Description of the task: Here are the records. Write out exactly the lines between the one holding "Objective — one dot per instance of the curving" and the one holding "Objective — one dot per instance of the blue", inclusive.

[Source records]
----

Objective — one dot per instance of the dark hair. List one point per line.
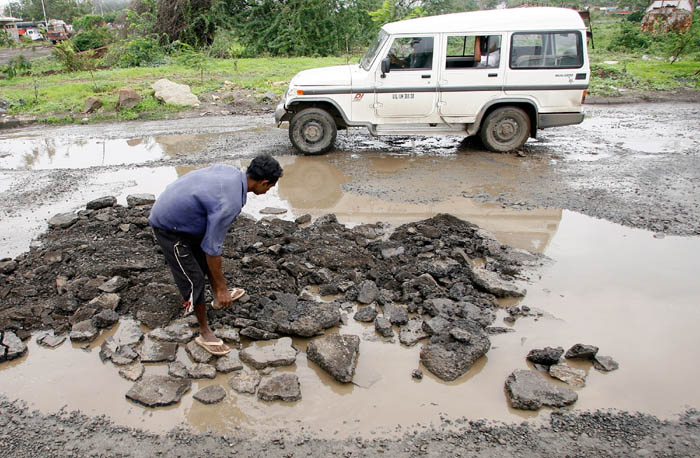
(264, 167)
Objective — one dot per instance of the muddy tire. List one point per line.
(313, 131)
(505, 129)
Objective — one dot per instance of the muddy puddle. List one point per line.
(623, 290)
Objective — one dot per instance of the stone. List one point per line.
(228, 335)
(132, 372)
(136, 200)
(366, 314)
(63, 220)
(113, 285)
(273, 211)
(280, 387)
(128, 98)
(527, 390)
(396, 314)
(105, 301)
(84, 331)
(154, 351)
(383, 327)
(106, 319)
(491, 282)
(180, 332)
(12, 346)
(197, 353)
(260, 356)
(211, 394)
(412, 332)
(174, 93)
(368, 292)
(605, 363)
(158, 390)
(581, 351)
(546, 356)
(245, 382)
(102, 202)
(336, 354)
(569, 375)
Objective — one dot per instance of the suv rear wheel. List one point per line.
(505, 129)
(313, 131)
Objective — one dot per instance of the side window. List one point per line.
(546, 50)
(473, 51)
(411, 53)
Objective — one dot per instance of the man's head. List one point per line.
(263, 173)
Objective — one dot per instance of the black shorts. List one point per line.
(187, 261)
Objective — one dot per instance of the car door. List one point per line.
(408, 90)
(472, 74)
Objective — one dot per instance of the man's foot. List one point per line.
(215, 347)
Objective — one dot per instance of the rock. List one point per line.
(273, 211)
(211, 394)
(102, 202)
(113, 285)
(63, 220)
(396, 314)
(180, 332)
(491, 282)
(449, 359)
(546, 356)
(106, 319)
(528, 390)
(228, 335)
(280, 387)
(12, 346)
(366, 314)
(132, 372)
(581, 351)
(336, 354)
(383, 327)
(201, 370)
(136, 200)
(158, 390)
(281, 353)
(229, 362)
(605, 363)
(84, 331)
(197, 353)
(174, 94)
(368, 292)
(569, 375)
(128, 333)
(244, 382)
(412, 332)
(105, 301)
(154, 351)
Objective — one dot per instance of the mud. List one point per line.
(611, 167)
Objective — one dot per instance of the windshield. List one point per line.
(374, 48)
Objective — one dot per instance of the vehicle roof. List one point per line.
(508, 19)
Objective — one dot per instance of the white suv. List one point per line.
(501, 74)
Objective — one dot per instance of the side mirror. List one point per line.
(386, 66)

----

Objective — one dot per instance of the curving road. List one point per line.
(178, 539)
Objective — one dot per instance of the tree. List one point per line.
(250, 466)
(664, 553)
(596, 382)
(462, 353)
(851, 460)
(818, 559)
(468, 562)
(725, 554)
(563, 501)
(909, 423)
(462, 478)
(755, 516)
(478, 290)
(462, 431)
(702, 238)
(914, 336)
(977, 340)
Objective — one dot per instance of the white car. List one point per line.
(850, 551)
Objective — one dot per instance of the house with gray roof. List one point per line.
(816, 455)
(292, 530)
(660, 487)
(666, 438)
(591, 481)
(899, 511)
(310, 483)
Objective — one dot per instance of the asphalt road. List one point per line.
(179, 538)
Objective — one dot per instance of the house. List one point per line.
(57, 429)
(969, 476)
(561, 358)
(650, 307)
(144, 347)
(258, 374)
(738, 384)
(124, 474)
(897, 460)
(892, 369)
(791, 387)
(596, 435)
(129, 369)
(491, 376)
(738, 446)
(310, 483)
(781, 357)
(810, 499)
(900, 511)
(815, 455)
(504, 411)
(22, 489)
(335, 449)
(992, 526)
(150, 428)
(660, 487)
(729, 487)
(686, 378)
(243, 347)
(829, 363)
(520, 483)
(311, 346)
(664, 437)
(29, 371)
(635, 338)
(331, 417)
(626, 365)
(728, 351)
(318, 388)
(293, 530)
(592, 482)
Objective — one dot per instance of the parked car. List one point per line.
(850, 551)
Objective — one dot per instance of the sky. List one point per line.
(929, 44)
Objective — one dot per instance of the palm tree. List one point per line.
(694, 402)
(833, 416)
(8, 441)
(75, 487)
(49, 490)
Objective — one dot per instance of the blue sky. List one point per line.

----

Result of the task:
Objective — one dot per instance of the curving road. List one point per line.
(178, 539)
Objective — one dot per instance of the tree. List one point per line.
(250, 466)
(664, 553)
(596, 382)
(462, 353)
(851, 460)
(818, 559)
(468, 562)
(725, 554)
(563, 501)
(909, 423)
(462, 478)
(755, 516)
(478, 290)
(462, 431)
(702, 238)
(914, 336)
(977, 340)
Objective — one dot per instance of the white car. List one point per line.
(850, 551)
Objective — one dot per instance of the house with gray roof. List one point per line.
(816, 455)
(292, 530)
(660, 487)
(666, 438)
(591, 481)
(899, 511)
(310, 483)
Objective — one dot per instance of the asphalt road. List one point per line.
(179, 538)
Objective — one dot per instance of the house. List one point per line.
(57, 429)
(969, 476)
(561, 358)
(650, 307)
(144, 347)
(258, 374)
(738, 384)
(124, 474)
(897, 460)
(892, 369)
(791, 387)
(596, 435)
(129, 369)
(491, 376)
(738, 446)
(310, 483)
(781, 357)
(810, 499)
(900, 511)
(815, 455)
(504, 411)
(22, 489)
(335, 449)
(992, 526)
(150, 428)
(660, 487)
(729, 487)
(686, 378)
(243, 347)
(829, 363)
(520, 483)
(311, 346)
(664, 437)
(29, 371)
(635, 338)
(331, 417)
(626, 365)
(728, 351)
(318, 388)
(293, 530)
(592, 482)
Objective — one dot per instance of the parked car. List one point per line.
(850, 551)
Objective — one dot per instance of the sky. List one point per line.
(929, 44)
Objective — one dot per instance of the palm tree. List one point per line.
(694, 402)
(833, 416)
(8, 441)
(75, 487)
(49, 490)
Objective — one dot per instance of the blue sky. List one point per line.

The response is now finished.